**WHAT IS EXPECTED**
Please extract the lines below, copying them exactly, from the one containing "Worksheet item 7: Locate every instance of the rear door handle" down to the one containing "[110,14,120,20]", both included.

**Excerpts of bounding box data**
* begin *

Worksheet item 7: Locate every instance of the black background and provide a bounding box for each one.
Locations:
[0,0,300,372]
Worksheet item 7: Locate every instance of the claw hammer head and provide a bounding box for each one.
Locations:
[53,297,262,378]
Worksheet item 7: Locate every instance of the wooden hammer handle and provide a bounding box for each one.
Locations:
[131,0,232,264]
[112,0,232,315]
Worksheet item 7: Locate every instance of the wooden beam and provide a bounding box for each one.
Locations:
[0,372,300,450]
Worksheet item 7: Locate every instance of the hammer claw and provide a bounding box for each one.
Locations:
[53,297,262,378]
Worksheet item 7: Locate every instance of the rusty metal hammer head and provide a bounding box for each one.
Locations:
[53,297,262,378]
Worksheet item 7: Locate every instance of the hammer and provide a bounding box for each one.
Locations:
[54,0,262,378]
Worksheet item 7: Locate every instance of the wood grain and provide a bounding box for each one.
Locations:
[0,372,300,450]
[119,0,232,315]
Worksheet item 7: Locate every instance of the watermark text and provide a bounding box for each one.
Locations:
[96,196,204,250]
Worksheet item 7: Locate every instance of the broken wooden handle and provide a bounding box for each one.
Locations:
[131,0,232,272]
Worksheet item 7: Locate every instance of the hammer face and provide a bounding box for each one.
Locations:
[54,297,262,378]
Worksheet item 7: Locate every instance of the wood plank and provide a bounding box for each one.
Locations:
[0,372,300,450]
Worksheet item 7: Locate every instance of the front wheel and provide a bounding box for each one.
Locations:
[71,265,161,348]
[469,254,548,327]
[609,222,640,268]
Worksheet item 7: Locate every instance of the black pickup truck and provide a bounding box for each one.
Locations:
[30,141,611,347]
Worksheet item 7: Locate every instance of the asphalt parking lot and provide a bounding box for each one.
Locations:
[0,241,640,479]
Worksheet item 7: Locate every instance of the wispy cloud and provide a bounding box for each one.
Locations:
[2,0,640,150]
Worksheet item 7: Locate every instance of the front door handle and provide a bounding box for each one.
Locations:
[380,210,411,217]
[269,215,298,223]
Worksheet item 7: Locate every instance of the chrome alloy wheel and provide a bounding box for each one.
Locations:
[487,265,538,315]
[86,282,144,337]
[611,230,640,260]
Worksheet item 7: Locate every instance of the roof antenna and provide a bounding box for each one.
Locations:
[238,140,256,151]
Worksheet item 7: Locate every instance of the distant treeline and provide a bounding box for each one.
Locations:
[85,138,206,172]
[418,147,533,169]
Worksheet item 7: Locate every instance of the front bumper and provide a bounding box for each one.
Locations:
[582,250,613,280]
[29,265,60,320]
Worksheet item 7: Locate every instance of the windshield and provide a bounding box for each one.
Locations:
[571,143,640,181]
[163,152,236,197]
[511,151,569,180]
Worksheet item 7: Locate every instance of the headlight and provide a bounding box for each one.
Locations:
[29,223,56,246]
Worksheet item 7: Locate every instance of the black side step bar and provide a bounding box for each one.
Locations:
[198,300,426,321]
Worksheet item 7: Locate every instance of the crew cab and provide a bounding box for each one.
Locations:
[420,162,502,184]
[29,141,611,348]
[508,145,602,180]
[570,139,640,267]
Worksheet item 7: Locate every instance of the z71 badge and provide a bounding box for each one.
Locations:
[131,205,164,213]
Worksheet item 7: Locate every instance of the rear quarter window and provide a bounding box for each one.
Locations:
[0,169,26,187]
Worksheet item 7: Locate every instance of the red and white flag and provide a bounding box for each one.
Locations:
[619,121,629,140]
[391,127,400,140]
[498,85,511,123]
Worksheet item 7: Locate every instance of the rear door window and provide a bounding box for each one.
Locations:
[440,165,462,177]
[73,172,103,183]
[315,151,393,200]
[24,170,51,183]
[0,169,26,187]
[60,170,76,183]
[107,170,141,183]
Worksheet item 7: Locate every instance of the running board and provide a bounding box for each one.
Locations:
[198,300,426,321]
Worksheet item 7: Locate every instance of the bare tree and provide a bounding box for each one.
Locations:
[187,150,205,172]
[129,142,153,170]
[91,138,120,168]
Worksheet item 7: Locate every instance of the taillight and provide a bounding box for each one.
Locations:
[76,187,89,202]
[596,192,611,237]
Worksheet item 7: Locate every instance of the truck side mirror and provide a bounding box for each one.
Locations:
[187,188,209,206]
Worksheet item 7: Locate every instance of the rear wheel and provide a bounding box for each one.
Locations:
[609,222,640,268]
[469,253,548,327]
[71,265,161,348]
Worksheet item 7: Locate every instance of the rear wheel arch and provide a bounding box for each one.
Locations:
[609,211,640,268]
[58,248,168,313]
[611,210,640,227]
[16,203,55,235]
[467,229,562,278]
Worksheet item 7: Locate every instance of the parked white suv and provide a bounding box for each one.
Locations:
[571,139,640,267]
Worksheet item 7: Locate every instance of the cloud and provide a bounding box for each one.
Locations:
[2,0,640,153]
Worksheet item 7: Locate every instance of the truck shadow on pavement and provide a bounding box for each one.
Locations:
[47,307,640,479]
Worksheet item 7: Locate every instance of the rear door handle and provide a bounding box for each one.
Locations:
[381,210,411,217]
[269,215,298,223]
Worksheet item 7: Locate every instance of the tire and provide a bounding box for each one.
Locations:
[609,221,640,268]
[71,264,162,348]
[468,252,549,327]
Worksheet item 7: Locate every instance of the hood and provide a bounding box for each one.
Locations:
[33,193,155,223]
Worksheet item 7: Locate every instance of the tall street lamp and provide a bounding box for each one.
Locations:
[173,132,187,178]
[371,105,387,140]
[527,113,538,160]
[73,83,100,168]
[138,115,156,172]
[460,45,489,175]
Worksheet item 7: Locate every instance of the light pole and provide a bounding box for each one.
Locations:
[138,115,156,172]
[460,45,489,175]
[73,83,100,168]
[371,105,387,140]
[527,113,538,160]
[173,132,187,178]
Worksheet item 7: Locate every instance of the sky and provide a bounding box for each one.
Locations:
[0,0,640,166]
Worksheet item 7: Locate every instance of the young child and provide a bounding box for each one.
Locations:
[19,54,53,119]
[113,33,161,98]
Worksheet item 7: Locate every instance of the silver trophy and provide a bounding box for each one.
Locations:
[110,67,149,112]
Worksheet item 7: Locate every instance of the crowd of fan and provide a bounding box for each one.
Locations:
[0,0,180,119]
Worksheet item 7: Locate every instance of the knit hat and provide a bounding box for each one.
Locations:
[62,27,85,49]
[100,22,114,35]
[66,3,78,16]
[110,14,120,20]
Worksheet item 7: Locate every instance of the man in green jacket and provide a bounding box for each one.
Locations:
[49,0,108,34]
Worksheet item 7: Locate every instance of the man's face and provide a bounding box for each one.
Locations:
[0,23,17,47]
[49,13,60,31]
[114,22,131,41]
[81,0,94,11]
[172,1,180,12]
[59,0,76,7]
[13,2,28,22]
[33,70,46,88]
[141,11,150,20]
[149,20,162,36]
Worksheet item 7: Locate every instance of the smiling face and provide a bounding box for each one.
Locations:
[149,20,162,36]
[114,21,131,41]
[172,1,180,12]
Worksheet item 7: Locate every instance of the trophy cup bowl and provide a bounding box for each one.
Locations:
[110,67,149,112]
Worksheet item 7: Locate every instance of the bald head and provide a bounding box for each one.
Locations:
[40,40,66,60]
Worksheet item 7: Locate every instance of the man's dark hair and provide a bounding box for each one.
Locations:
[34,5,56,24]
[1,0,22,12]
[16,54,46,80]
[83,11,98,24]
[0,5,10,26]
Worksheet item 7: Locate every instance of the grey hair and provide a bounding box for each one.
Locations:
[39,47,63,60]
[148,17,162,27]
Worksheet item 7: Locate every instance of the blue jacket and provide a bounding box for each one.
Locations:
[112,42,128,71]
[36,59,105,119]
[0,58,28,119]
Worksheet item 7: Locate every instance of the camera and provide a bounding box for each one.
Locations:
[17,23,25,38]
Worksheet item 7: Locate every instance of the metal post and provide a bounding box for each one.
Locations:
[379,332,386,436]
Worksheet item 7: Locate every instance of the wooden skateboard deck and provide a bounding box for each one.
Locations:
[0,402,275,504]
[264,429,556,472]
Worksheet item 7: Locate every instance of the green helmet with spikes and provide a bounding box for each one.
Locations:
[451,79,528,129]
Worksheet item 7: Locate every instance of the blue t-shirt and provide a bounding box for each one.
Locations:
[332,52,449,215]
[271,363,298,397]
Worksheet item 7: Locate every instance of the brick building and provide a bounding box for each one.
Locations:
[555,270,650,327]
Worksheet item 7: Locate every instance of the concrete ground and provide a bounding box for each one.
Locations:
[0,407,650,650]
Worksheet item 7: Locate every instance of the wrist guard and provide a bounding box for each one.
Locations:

* end *

**CORRECT OUTPUT**
Worksheet item 7: Locate every instance of the rear door handle and provide a bounding box for each one.
Locations:
[381,210,411,217]
[269,215,298,223]
Worksheet item 7: Locate every instance of the tire and provide a bounding box for each one.
Locations:
[609,221,640,268]
[71,264,162,348]
[468,252,549,327]
Worksheet item 7: Locate every instance of the hood and provide a bounding box for each one.
Locations:
[33,193,155,223]
Worksheet item 7: Locate every instance of the tall street lamp and provide a bounding box for each one.
Locations:
[173,132,187,178]
[371,105,387,140]
[527,113,538,160]
[73,83,100,168]
[138,115,156,172]
[460,45,489,175]
Worksheet item 7: Locate every instance of the light pole and provide a bounding box for each one.
Locations:
[138,115,156,172]
[460,45,489,175]
[73,83,100,168]
[371,105,387,140]
[527,113,538,160]
[173,132,187,178]
Worksheet item 7: Locate every instance of the sky and provide a bounding box for each one.
Locations:
[0,0,640,166]
Worksheet item 7: Locate every instance of the young child and provide a bounding box for each one.
Locations:
[19,54,53,119]
[113,33,161,98]
Worksheet item 7: Locate every instance of the silver trophy and provide a bounding box for each one.
Locations:
[110,67,149,112]
Worksheet item 7: Locate every instance of the crowd of fan and provide a bounding box for each one.
Locations:
[0,0,180,119]
Worksheet item 7: Locate every instance of the knit hat and provide a bounding box for each one.
Locations:
[62,27,85,49]
[100,22,114,35]
[66,3,78,16]
[110,14,120,20]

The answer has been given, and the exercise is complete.